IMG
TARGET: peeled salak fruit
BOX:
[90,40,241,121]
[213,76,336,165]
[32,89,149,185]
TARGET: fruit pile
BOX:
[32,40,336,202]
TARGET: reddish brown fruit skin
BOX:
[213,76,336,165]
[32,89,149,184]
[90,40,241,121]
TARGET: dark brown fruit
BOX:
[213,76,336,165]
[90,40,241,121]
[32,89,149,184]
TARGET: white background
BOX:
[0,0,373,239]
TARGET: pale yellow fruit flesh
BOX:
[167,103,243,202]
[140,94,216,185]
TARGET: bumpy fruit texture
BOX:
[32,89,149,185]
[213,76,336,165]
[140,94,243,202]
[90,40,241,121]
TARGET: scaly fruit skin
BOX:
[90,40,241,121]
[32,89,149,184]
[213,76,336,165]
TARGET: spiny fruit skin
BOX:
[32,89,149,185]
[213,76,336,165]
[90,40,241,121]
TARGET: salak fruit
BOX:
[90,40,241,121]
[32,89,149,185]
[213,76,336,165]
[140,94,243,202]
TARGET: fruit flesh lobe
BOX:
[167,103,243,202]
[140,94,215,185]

-- -- --

**Work to complete**
Word for word, extract all the records.

**Answer to the task**
IMG
TARGET: peeled salak fruit
BOX:
[90,40,241,121]
[213,76,336,165]
[32,89,149,185]
TARGET: fruit pile
BOX:
[32,40,336,202]
TARGET: reddish brown fruit skin
BOX:
[213,76,336,165]
[32,89,149,184]
[90,40,241,121]
TARGET: dark brown fruit
BOX:
[213,76,336,165]
[90,40,241,121]
[32,89,149,184]
TARGET: white background
BOX:
[0,0,373,239]
TARGET: pale yellow fruit flesh
BOX:
[167,103,243,202]
[140,94,216,185]
TARGET: bumpy fruit texture
BOX:
[32,89,149,185]
[213,76,336,165]
[140,94,243,202]
[90,40,241,121]
TARGET: scaly fruit skin
BOX:
[90,40,241,121]
[32,89,149,184]
[213,76,336,165]
TARGET: spiny fruit skin
BOX:
[32,89,149,185]
[213,76,336,165]
[90,40,241,121]
TARGET: salak fruit
BOX:
[90,40,241,121]
[32,89,149,185]
[213,76,336,165]
[140,94,243,202]
TARGET: fruit flesh lobe
BOX:
[167,103,243,202]
[140,94,215,185]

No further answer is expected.